Texte fourni:
⟨
Transféré à la maison d’arrêt de Macenta le 5 septembre, Algassimou Diallo n’a plus donné signe de vie depuis son audience du 4 septembre. Ses avocats, qui disent avoir appris la nouvelle par une publication sur les réseaux sociaux, réclament des preuves tangibles de sa détention.
Dans un communiqué de presse n° 2 daté du 6 septembre, le Collectif des avocats de Monsieur Algassimou Diallo révèle avoir découvert le lieu de détention de leur client par une publication de la Direction nationale de l’Administration pénitentiaire et de la Réinsertion diffusée sur les réseaux sociaux — et non par une notification officielle. Selon le texte, « ni la famille ni les conseils n’ont reçu la moindre notification », alors même que les autorités judiciaires, interrogées la veille, auraient déclaré n’en rien savoir.
Pour la défense, l’annonce du transfert ne suffit pas à rassurer. Le Collectif écrit : « Cette annonce ne dissipe pas les inquiétudes de la famille et des conseils quant à la vie, à la sécurité et à l’intégrité physique de Monsieur DIALLO. Nul ne l’a vu ni entendu depuis l’audience du 4 septembre 2026, à laquelle il est apparu en bonne santé, et aucun élément ne permet à ce jour de vérifier qu’il se trouve effectivement à Macenta. »
Le calendrier judiciaire ajoute à la tension : les chambres réunies de la Cour suprême, qui siègent à Conakry, doivent se prononcer le mardi 8 septembre sur une demande de renvoi formulée par la défense. Or l’accusé se trouve désormais à plus de sept cents kilomètres du siège de cette juridiction.
Le Collectif conteste également le fondement du transfert. Pour les avocats, la « gestion administrative des établissements pénitentiaires », seul motif invoqué, « ne saurait justifier une telle mesure ». Ils rappellent les dispositions du Code de procédure pénale : la détention provisoire doit être subie dans une maison d’arrêt près de la juridiction compétente (article 1048), les ordres des magistrats s’exécutent dans les maisons d’arrêt (article 1049), et toutes facilités doivent être accordées aux inculpés pour l’exercice de leur défense (article 1050). Conclusion des avocats : « Un inculpé détenu relève de l’autorité judiciaire, non de l’administration. »
Le Collectif exige que la preuve de la détention de son client à Macenta soit rapportée sans délai, par la production d’un extrait du registre d’écrou et par une visite de la famille et des conseils. Il réclame en outre la communication du fondement légal du transfèrement, et demande que Monsieur Diallo soit ramené à Conakry pour comparaître le 8 septembre 2026.
⟩
Données du problème:
⟨
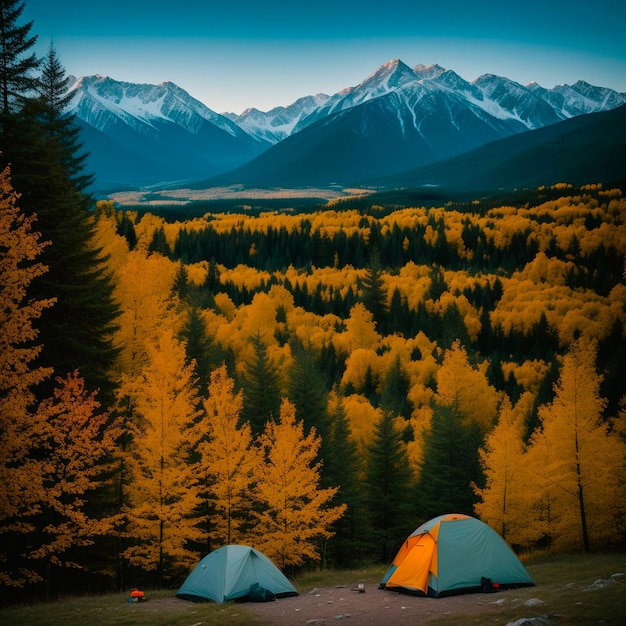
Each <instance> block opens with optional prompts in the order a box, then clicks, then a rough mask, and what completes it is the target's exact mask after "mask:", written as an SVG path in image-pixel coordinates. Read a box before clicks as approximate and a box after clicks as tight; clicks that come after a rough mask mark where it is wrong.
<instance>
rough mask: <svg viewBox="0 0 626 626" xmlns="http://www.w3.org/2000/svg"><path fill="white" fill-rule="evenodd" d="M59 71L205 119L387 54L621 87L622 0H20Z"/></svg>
mask: <svg viewBox="0 0 626 626" xmlns="http://www.w3.org/2000/svg"><path fill="white" fill-rule="evenodd" d="M24 5H25V10H24V15H23V19H24V20H34V25H33V32H34V33H35V34H37V35H38V43H37V48H36V50H37V52H38V53H39V54H40V55H43V54H45V52H46V51H47V49H48V46H49V45H50V41H51V40H52V41H53V43H54V45H55V47H56V49H57V52H58V55H59V58H60V60H61V62H62V63H63V65H64V66H65V69H66V71H67V73H68V74H74V75H77V76H84V75H91V74H101V75H103V76H111V77H112V78H114V79H116V80H122V81H130V82H141V83H160V82H163V81H167V80H169V81H172V82H174V83H176V84H177V85H179V86H181V87H182V88H183V89H185V90H187V91H188V92H189V93H190V94H191V95H192V96H194V97H195V98H197V99H198V100H200V101H202V102H203V103H204V104H206V105H207V106H208V107H209V108H211V109H213V110H214V111H217V112H224V111H232V112H235V113H241V112H242V111H243V110H244V109H245V108H247V107H252V106H253V107H256V108H258V109H261V110H263V111H266V110H268V109H270V108H272V107H274V106H278V105H283V106H284V105H288V104H291V103H292V102H293V101H294V100H296V99H297V98H299V97H301V96H306V95H311V94H316V93H321V92H322V93H327V94H329V95H330V94H333V93H335V92H337V91H339V90H340V89H343V88H344V87H349V86H352V85H356V84H358V83H359V82H361V80H363V79H364V78H366V77H367V76H368V75H369V74H371V73H372V72H373V71H374V70H376V68H377V67H379V66H380V65H382V64H383V63H385V62H387V61H389V60H390V59H394V58H399V59H401V60H402V61H404V62H405V63H406V64H407V65H409V66H412V67H413V66H415V65H417V64H418V63H423V64H424V65H429V64H431V63H438V64H439V65H442V66H443V67H446V68H449V69H453V70H454V71H456V72H457V73H458V74H460V75H461V76H462V77H463V78H465V79H466V80H473V79H474V78H476V77H477V76H480V75H481V74H485V73H492V74H498V75H500V76H507V77H508V78H511V79H512V80H516V81H518V82H520V83H522V84H525V83H528V82H530V81H532V80H534V81H536V82H538V83H539V84H540V85H542V86H544V87H548V88H550V87H553V86H554V85H556V84H560V83H570V84H571V83H573V82H575V81H576V80H579V79H581V80H586V81H587V82H590V83H591V84H594V85H600V86H604V87H611V88H613V89H616V90H618V91H623V92H626V43H625V42H626V37H625V36H624V28H625V27H626V2H624V1H623V0H596V2H594V3H591V2H588V1H587V2H580V1H578V0H570V1H569V2H568V1H563V0H542V1H539V0H524V1H521V0H518V2H517V3H514V4H513V3H509V2H494V1H492V0H486V1H484V2H480V1H478V2H475V3H473V6H472V3H470V2H467V0H465V1H461V0H449V1H448V0H439V1H438V2H429V3H424V2H420V1H419V0H379V2H376V3H374V4H368V3H367V2H364V0H310V1H309V2H300V3H292V4H288V3H286V2H280V1H278V2H275V1H273V0H265V1H263V0H233V1H230V0H217V1H216V0H170V1H168V2H166V1H162V0H152V1H146V0H88V1H85V0H63V1H62V2H52V1H51V0H25V2H24Z"/></svg>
⟩
Énoncé de la tâche: D'après le texte fourni sur le transfert d'Algassimou Diallo, par quel moyen ses avocats ont-ils découvert le lieu de détention de leur client ?

Réponse au problème: Par une publication de la Direction nationale de l'Administration pénitentiaire et de la Réinsertion diffusée sur les réseaux sociaux.